_WHAT YOU ARE ASKED TO DO_.
All entries are to be reproduced exactly; the pictures are to be omitted.

_GIVEN ENTRIES_.
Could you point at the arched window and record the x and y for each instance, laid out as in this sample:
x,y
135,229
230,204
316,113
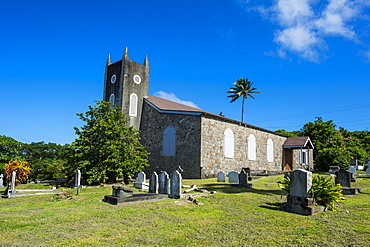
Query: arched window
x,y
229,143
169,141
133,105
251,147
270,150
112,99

_RESULT_.
Could you point at the arched window and record the x and y for each instance, laid out as in this sample:
x,y
135,229
230,204
316,113
Query: arched window
x,y
229,143
169,141
133,105
251,147
270,150
112,99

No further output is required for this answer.